*** Opening of ENTRIES SUPPLIED ***

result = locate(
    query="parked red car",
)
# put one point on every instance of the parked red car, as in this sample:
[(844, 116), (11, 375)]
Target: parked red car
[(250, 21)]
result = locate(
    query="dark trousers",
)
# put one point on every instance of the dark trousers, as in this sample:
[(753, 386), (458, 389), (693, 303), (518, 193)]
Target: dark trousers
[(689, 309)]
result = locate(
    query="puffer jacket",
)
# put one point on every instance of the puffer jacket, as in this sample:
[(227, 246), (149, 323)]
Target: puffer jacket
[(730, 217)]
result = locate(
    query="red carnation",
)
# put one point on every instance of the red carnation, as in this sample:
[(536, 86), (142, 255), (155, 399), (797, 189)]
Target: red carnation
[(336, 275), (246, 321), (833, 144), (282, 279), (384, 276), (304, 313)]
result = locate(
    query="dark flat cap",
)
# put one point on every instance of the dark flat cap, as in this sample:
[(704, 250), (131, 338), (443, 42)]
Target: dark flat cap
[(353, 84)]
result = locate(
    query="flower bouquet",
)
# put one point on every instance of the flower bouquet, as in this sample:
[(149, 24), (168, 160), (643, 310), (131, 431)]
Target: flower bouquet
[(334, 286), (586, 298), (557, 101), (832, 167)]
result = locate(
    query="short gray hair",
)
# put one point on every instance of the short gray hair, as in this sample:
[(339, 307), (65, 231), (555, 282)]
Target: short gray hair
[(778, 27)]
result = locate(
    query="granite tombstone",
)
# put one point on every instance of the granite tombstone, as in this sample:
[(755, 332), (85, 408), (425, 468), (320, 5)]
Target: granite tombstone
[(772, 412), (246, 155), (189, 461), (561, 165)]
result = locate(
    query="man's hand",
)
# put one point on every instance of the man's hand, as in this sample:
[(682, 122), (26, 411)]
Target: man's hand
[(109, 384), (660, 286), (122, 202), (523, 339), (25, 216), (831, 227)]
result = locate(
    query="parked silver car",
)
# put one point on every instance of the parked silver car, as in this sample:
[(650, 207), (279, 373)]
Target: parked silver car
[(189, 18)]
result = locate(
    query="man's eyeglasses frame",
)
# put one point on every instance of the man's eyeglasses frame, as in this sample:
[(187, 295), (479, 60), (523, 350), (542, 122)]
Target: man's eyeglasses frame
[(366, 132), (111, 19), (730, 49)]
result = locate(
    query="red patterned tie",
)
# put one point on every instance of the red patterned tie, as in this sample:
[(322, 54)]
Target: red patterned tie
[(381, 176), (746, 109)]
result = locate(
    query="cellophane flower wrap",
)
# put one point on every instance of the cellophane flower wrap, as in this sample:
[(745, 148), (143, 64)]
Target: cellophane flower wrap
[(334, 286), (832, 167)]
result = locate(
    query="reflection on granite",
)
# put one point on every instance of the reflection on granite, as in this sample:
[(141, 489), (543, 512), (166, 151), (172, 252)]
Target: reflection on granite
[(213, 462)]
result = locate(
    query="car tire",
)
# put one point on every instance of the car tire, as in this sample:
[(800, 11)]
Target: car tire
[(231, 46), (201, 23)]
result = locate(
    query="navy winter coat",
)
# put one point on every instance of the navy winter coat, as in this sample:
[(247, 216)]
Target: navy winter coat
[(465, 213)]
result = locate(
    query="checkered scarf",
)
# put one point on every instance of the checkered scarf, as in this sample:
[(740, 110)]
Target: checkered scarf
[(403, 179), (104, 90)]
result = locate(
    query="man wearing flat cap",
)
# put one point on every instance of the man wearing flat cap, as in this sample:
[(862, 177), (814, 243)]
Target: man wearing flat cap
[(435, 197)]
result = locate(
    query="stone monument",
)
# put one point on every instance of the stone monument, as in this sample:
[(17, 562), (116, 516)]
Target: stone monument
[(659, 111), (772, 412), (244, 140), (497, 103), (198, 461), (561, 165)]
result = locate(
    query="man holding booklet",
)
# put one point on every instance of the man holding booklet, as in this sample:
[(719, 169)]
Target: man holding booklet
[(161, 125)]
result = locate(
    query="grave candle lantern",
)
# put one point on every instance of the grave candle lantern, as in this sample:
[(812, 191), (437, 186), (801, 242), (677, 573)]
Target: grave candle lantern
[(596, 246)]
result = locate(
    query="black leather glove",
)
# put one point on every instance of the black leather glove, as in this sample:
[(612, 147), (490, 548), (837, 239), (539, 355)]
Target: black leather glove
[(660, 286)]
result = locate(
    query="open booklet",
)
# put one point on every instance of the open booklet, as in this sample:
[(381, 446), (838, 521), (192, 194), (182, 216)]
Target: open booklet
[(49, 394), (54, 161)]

*** Close of ENTRIES SUPPLIED ***

TASK TO COMPLETE
Your task is to restate all of the records above word for word.

RESPONSE
result = locate(
    query="parked red car",
)
# put one point on every instance of the parked red car, as in this sample:
[(844, 116), (11, 375)]
Target: parked red car
[(250, 21)]
result = locate(
    query="dark trousers",
)
# put one point on every instance of the dark trousers, as in this sample:
[(753, 386), (458, 389), (693, 303), (518, 193)]
Target: dark trousers
[(689, 309)]
result = locate(
    query="puffer jacket",
)
# put one point on every instance of the puffer jacket, as in this sample:
[(227, 246), (149, 323)]
Target: puffer jacket
[(730, 217)]
result = locate(
    query="red carnation",
)
# put one point on every instance of the red carnation, as in this sample:
[(536, 86), (142, 255), (155, 399), (797, 189)]
Target: red carnation
[(336, 275), (246, 321), (833, 144), (282, 279), (384, 276), (304, 313)]
result = locate(
    query="dark flat cap",
)
# put one point on every instance of the dark flat cap, as in this sample:
[(704, 250), (131, 338), (443, 42)]
Target: dark flat cap
[(353, 84)]
result = locate(
    query="flower bouquet",
)
# put one point on every instance of the flower bouquet, as in this sample:
[(149, 24), (168, 160), (643, 310), (131, 431)]
Target: flower bouquet
[(334, 286), (586, 298), (557, 101), (832, 167)]
result = locate(
    query="short gray hair",
)
# put one point on every instance of the short gray hair, as in this sample:
[(339, 307), (65, 231), (555, 282)]
Target: short gray hair
[(778, 27)]
result = locate(
    query="granite tombstone",
)
# put one point on every instance of the granite tombstone, as in this sample:
[(755, 332), (85, 408), (425, 468), (320, 5)]
Target: granite tombstone
[(772, 412), (246, 155), (189, 461), (561, 165)]
result = locate(
    query="man's hand",
)
# put one point on every instance of the man's hand, as in this sample:
[(682, 122), (26, 411)]
Target: man's hand
[(109, 384), (660, 286), (122, 202), (523, 339), (25, 216), (831, 227)]
result = locate(
    query="parked silver car",
)
# put one point on every instance of the parked silver car, as in this sample:
[(650, 207), (279, 373)]
Target: parked silver car
[(189, 18)]
result = locate(
    query="man's eyeglasses frame",
)
# put one point on every instance of the man's eyeglasses frame, as in this sample:
[(187, 295), (479, 60), (523, 350), (542, 122)]
Target: man's eyeglasses frame
[(366, 132), (111, 19), (730, 49)]
result = locate(
    query="red patterned tie",
)
# put one point on every instance of the red patterned tie, as in this sample:
[(322, 54)]
Target: red patterned tie
[(381, 176), (746, 109)]
result = locate(
    query="cellophane flower wrap",
)
# put one point on every instance of the cellophane flower wrap, as in this sample:
[(745, 148), (143, 64)]
Target: cellophane flower wrap
[(334, 286), (832, 167)]
result = locate(
    query="reflection on granite",
)
# put one point on every instance of the reflection on granite, as in this sample:
[(141, 489), (543, 512), (166, 151), (172, 252)]
Target: reflection on granite
[(213, 462)]
result = locate(
    query="car tire",
)
# put one point on every instance of the car tire, as in this sample:
[(800, 11)]
Target: car tire
[(231, 46), (201, 23)]
result = locate(
    query="navy winter coat",
)
# put one point on every instance of the navy winter coat, as in this sample:
[(247, 216)]
Target: navy winter coat
[(465, 213)]
result = locate(
    query="checkered scarf",
)
# put one point on every instance of the checkered scarf, as in this sample:
[(740, 110)]
Target: checkered scarf
[(403, 179), (104, 90)]
result = locate(
    query="man wearing flat cap",
)
# put one point on every instance of the man wearing flat cap, as in this sample:
[(862, 177), (814, 243)]
Target: man wearing flat cap
[(435, 197)]
result = locate(
    query="stone monument",
)
# put one point on every instance of the stone monument, as in this sample:
[(17, 562), (116, 516)]
Target: stone monument
[(659, 111), (772, 412), (244, 140), (497, 103), (198, 461), (561, 165)]
result = locate(
    query="man holding booklet",
)
# put one point on every instance of the man holding booklet, as in this sample:
[(719, 169)]
Target: man holding booklet
[(161, 125)]
result = locate(
    query="grave candle lantern",
)
# put one point on every instance of the grave candle lantern, as in this sample:
[(812, 191), (437, 186), (801, 242), (677, 573)]
Target: grave candle lantern
[(596, 246)]
result = locate(
    query="black leather glove",
)
# put one point on every instance of the black leather glove, as in this sample:
[(612, 147), (490, 548), (837, 239), (539, 355)]
Target: black leather glove
[(660, 286)]
result = locate(
    query="open booklet",
)
# put one point on every instance of the open booklet, as in this sample:
[(381, 446), (838, 521), (192, 194), (182, 216)]
Target: open booklet
[(49, 394), (54, 161)]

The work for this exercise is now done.